◆ **Study questions**
1. Reproduce the passage of the Harnam Singh biography that runs from "Great Mahapurakhs like" down to "Bahadur Sahib Ji.", without any changes.
2. For each statement, say whether it agrees with the Harnam Singh biography, and support each yes or no by quoting the deciding words of that biography exactly. (a) Harnam Singh served Santokh Das for 11 years. (b) Harnam Singh learned Gurmukhi from a Sikh saint. (c) In 1947, his family moved from Sargodha to Dhoul Pur.

- Born: July 1897 (Hoshiarpur, Punjab)
- Died: 4 January 1983 (New Delhi)
- Years active: 1897–1983
- Known for: Teacher of Sikhism and Spirituality
- Successor: Sant Baba Sewa Singh Ji
- Spouse: Remained Unmarried
- Parent(s): Accher Singh and Narain Kaur

= Harnam Singh (saint) =

Harnam Singh (July 1897 – January 1983) was a Brahmgiani known for his enlightenment teachings of the Sikh religion, through meditation of "Naam-Simran."

== Biography ==
Sant Baba Harnam Singh Ji, was born in Dhugga Kalan, Tehsil Dasuya a village in the district of Hoshiarpur. He had four brothers and 2 sisters at a young age Baba Ji's parent's Accher Singh and Narain Kaur passed away. Baba Ji started helping his brothers in the fields cultivating wheat and other food. Baba Ji learned Gurmukhi from the village Granthi.

Baba Ji’s met with an Udasi Sadhu by the name of Santokh Das (whom they served for 11 years). Meeting with Sikh Saints proved fruitless as everyone they met merely wanted to recruit them as their chela. Baba Ji then went into a state of Bairaag and after three days, did ardas and heard a message asking them to take Amrit. Baba Ji did this when they were 21.

In 1947 after the partition, Baba Ji’s family shifted from Sargodha to Dhoul Pur (Rajasthan). One day when Baba Ji was deeply engrossed in meditation they received a message asking him to preach the principles of Sikhism and go to a deserted and barren place at a distance of 4 to 5 miles in the eastern direction of their and to village and make the place a centre.

Baba Ji went to this place which was then known as Ram Pur (Theh) where they prayed long hours and was known as a major place where Baba Ji did his meditation. Numerous Naam seekers and spiritual inquisitives began coming to Baba Ji who used to give them guidance on life and Sikhi. Weekly Naam Abhiaas Kamaaee Smagam began and thousands of men and women came in contact with Baba Ji to benefit from their darshan and gain spiritually.

Great Mahapurakhs like Sant Baba Kartar Singh Ji Khalsa Bhindranwale and current Jathedar of The Damdami Taksal Sant Baba Jarnail Singh Ji Khalsa Bhindranwale met and were deeply impressed by Baba Ji's teachings and ideals.

It was Baba Ji's desire to see the entire “Khalsa Panth” in Chardi Kala and so he meditated purely for this cause from Vaisakhi 1976 to Vaisakhi 1979 and did Ardaas for this same reason. This was the time when emergency had been declared in India. Even in this crucial time Baba Ji joined hands with Sant Baba Kartar Singh Ji and other Sikh leaders to awaken the sangat by arranging religious processions, meetings and discussions. One such procession was arranged at Gurdwara Rampur Khera Sahib to commemorate 300 years of martyrdom of Shri Guru Tegh Bahadur Sahib Ji.

Point-per-instance localization data
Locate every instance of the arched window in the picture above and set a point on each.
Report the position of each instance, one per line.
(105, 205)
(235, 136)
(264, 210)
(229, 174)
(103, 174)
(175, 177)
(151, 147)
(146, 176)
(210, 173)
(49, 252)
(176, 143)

◆ **Answers to this exercise**
1.
Great Mahapurakhs like Sant Baba Kartar Singh Ji Khalsa Bhindranwale and current Jathedar of The Damdami Taksal Sant Baba Jarnail Singh Ji Khalsa Bhindranwale met and were deeply impressed by Baba Ji's teachings and ideals.

It was Baba Ji's desire to see the entire “Khalsa Panth” in Chardi Kala and so he meditated purely for this cause from Vaisakhi 1976 to Vaisakhi 1979 and did Ardaas for this same reason. This was the time when emergency had been declared in India. Even in this crucial time Baba Ji joined hands with Sant Baba Kartar Singh Ji and other Sikh leaders to awaken the sangat by arranging religious processions, meetings and discussions. One such procession was arranged at Gurdwara Rampur Khera Sahib to commemorate 300 years of martyrdom of Shri Guru Tegh Bahadur Sahib Ji.

2.
(a) Yes: "Baba Ji’s met with an Udasi Sadhu by the name of Santokh Das (whom they served for 11 years)."
(b) No: "Baba Ji learned Gurmukhi from the village Granthi."
(c) Yes: "In 1947 after the partition, Baba Ji’s family shifted from Sargodha to Dhoul Pur (Rajasthan)."